BRIEF:
Retype everything in the blog comments on end-of-life care from "Wow, what a" down to "Nancy Lundebjerg said...".

I read your posting on GeriPal about the end-of-life challenges you faced with your aunt. I had some similar experiences advocating for my Mom when she died three months ago. As in your experience, I had great assistance from her geriatrician PCP in navigating the hospital culture that seemed intent on invasive (painful) or other (unnecessary) procedures that would not have made a difference the inevitable outcome of her illness. However, everything changed once her PCP was able to convince her attendings to engage the palliative care team. Once we were supported in her (and our) wishes, she (and we) were able to let go. Her passing became one filled with kindness and compassion that allowed us simply to be present with her.

Dan Matlock said...

Nancy,

Wow, what a story. Thank you for sharing.

I certainly didn't mean to make anyone else sad with my sad story. Rather, I think your story and my story highlight how counter-culture this work can be.

I think there is a big push in palliative care to put a rosy image on things and not use the words "death." But I think part of what Nate Goldstein's study demonstrated was that these accusations are common. While I may need thicker skin, I was completely unprepared for it. We need to make sure that people who care for patients at the end of their lives are better prepared for swimming with the sharks.

Nancy Lundebjerg said...

RECORDED DATA:
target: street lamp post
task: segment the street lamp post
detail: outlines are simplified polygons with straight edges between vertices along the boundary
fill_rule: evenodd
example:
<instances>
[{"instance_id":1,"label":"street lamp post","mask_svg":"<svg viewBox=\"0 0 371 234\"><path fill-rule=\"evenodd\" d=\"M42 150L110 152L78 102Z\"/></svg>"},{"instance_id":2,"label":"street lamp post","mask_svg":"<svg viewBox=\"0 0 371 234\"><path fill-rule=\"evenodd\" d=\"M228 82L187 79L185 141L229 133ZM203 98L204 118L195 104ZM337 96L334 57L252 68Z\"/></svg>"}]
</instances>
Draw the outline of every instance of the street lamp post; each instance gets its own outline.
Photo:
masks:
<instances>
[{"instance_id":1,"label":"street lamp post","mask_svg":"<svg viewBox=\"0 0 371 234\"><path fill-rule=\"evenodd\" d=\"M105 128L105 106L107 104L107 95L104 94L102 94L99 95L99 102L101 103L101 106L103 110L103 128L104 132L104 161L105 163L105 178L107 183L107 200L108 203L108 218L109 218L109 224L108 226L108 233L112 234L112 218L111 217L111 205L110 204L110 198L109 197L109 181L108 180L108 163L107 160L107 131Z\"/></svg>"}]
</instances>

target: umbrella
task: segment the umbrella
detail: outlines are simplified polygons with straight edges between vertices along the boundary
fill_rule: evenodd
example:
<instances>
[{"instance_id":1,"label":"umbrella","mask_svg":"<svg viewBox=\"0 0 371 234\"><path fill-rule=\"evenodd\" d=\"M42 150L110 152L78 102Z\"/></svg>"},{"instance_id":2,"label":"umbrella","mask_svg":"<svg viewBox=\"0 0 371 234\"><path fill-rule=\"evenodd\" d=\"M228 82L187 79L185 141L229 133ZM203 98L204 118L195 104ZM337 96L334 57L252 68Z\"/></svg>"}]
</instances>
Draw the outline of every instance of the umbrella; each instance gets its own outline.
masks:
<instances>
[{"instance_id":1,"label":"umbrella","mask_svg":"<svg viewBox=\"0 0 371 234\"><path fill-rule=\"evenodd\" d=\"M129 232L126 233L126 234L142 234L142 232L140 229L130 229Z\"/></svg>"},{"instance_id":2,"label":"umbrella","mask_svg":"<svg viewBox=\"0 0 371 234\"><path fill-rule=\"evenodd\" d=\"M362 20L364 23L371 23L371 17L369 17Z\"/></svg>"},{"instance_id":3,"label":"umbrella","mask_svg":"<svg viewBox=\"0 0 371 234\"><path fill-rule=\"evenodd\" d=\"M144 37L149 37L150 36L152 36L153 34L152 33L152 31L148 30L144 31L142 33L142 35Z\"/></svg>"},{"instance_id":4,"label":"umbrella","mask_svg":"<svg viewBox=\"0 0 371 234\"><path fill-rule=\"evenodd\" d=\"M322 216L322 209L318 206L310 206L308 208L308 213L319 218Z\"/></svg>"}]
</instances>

RESULT OF THIS TASK:
Wow, what a story. Thank you for sharing.

I certainly didn't mean to make anyone else sad with my sad story. Rather, I think your story and my story highlight how counter-culture this work can be.

I think there is a big push in palliative care to put a rosy image on things and not use the words "death." But I think part of what Nate Goldstein's study demonstrated was that these accusations are common. While I may need thicker skin, I was completely unprepared for it. We need to make sure that people who care for patients at the end of their lives are better prepared for swimming with the sharks.

Nancy Lundebjerg said...